** begin Supplied information **
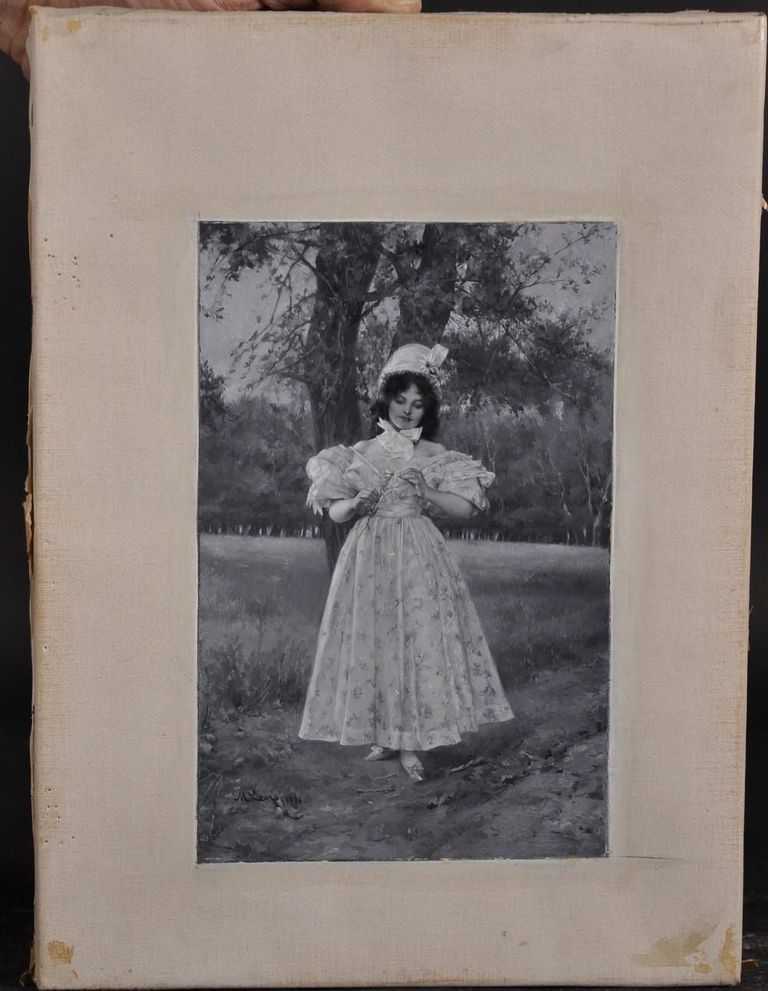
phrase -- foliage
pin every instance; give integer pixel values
(527, 389)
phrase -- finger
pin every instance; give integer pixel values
(183, 5)
(371, 6)
(288, 4)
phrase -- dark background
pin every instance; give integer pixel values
(15, 671)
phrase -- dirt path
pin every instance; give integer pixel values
(533, 787)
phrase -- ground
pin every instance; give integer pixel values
(532, 787)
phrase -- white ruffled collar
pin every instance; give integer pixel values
(398, 443)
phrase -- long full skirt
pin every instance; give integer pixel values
(401, 658)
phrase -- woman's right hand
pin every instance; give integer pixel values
(365, 501)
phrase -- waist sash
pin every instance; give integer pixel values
(397, 510)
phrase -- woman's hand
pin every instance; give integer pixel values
(365, 501)
(416, 479)
(14, 14)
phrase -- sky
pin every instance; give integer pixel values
(254, 294)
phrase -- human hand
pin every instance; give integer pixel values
(415, 477)
(365, 501)
(14, 14)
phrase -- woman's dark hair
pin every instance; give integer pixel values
(430, 421)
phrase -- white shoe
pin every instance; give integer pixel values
(380, 753)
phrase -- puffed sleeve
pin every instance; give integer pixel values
(327, 472)
(460, 474)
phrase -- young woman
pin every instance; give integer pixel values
(401, 662)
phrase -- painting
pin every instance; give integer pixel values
(404, 519)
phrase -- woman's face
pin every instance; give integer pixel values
(406, 408)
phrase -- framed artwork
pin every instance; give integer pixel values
(391, 435)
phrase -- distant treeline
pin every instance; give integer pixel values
(552, 465)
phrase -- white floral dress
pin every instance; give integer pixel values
(401, 658)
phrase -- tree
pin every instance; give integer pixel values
(336, 298)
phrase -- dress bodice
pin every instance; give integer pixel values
(341, 472)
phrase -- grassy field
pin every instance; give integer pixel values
(532, 787)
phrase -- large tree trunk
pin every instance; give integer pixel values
(428, 285)
(346, 263)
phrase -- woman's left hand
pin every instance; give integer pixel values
(415, 477)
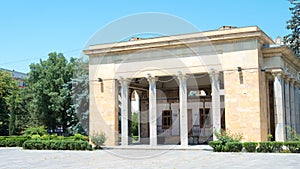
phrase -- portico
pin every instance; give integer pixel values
(190, 85)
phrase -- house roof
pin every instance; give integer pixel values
(225, 34)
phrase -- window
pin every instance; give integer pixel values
(166, 119)
(204, 113)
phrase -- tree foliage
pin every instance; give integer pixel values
(7, 87)
(50, 98)
(80, 97)
(293, 39)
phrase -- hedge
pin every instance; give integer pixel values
(56, 145)
(264, 147)
(234, 146)
(270, 147)
(219, 146)
(12, 141)
(250, 146)
(293, 146)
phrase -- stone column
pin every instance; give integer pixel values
(183, 110)
(152, 110)
(287, 107)
(292, 104)
(124, 111)
(297, 107)
(216, 103)
(279, 107)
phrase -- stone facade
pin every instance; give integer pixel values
(241, 70)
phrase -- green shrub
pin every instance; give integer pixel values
(250, 146)
(81, 137)
(226, 136)
(35, 137)
(293, 146)
(12, 141)
(35, 131)
(277, 146)
(270, 147)
(56, 145)
(216, 145)
(98, 140)
(234, 146)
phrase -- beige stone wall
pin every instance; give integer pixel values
(242, 104)
(245, 100)
(104, 111)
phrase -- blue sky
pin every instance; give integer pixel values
(31, 29)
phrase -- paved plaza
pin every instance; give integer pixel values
(137, 158)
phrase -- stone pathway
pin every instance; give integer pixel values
(137, 158)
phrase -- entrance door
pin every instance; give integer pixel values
(190, 122)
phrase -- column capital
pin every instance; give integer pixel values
(151, 79)
(213, 74)
(278, 74)
(125, 81)
(182, 77)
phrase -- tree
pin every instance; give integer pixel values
(7, 86)
(80, 97)
(293, 39)
(19, 114)
(50, 98)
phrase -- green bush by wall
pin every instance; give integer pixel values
(12, 141)
(56, 145)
** end Supplied information **
- Request -
Copy all of the data above word for word, leaving out the pictures.

- Written response -
phrase -- foliage
pin every instance; give integer pixel values
(527, 389)
phrase -- finger
pin every instance; give integer pixel values
(183, 5)
(371, 6)
(288, 4)
phrase -- dark background
pin every instance; give integer pixel values
(15, 671)
phrase -- dirt path
pin every instance; give integer pixel values
(533, 787)
phrase -- ground
pin every instance; give integer pixel values
(532, 787)
phrase -- white ruffled collar
pin every instance; give integer pixel values
(398, 443)
phrase -- long full skirt
pin every instance; give integer pixel values
(401, 658)
phrase -- woman's right hand
pin every instance; give integer pixel values
(365, 501)
phrase -- waist sash
pin every instance; give integer pixel values
(397, 510)
phrase -- woman's hand
pin every instance; give integer pixel values
(365, 501)
(416, 479)
(14, 14)
phrase -- sky
pin every instance; give integer pixel values
(254, 294)
phrase -- human hand
pin every instance; give integer pixel values
(415, 477)
(365, 501)
(14, 14)
phrase -- woman's dark hair
pin every instance; give integer pixel values
(430, 421)
phrase -- white shoe
pin every instance; give integer pixel values
(380, 753)
phrase -- puffed sleeve
pin every instance; give integer pixel values
(327, 472)
(460, 474)
phrase -- young woman
pin every instance; give integer pixel values
(401, 662)
phrase -- painting
pin every instance; give integer pixel values
(404, 519)
phrase -- woman's face
pin every instance; give integer pixel values
(406, 408)
phrase -- framed artwork
pin every instance; give integer pixel values
(391, 435)
phrase -- distant treeline
pin every instance; give integer pixel values
(552, 465)
phrase -- white floral dress
pin every instance; give integer pixel values
(401, 658)
phrase -- tree
pin every instance; give integer pixel values
(336, 298)
phrase -- dress bodice
pin every instance; give integer pixel values
(341, 472)
phrase -- grassy field
pin every instance; give integer pixel values
(532, 787)
phrase -- large tree trunk
pin every instance; give integer pixel values
(428, 285)
(346, 263)
phrase -- woman's left hand
pin every instance; give integer pixel values
(415, 477)
phrase -- portico
pin every instance; give integer pixel values
(190, 85)
phrase -- house roof
pin every instance; give integer pixel values
(225, 34)
phrase -- window
pin every instance; give integer pixel values
(166, 119)
(204, 113)
phrase -- tree foliage
pin every instance; give integer pixel values
(7, 87)
(50, 98)
(80, 97)
(293, 39)
phrase -- hedge
pin every instance; give integer pixel values
(56, 145)
(264, 147)
(234, 146)
(270, 147)
(219, 146)
(12, 141)
(250, 146)
(293, 146)
phrase -- stone column
pin every instance; give integer pixel values
(183, 110)
(152, 110)
(287, 107)
(292, 104)
(124, 111)
(297, 107)
(216, 103)
(279, 107)
phrase -- stone facade
pin every instance; give integer pixel values
(241, 70)
phrase -- green shrub
pin every instance; give integer pixel values
(250, 146)
(81, 137)
(226, 136)
(35, 137)
(293, 146)
(12, 141)
(35, 131)
(277, 146)
(270, 147)
(56, 145)
(216, 145)
(98, 140)
(234, 146)
phrase -- beige stone wall
pin every instance; give integer pixel values
(242, 104)
(245, 100)
(104, 111)
phrase -- blue sky
pin every instance; give integer pixel values
(31, 29)
phrase -- paved plaza
pin every instance; give integer pixel values
(137, 158)
phrase -- stone pathway
pin every instance; give integer pixel values
(137, 158)
phrase -- entrance door
pin every instance; give integer pixel values
(190, 122)
phrase -- column capital
pin every instance; give integer pixel values
(151, 79)
(213, 74)
(278, 74)
(125, 81)
(182, 77)
phrase -- tree
pin every instance; give integer pixel values
(7, 86)
(80, 97)
(293, 39)
(19, 114)
(50, 98)
phrase -- green bush by wall
pin every instance; give integer pixel values
(12, 141)
(56, 145)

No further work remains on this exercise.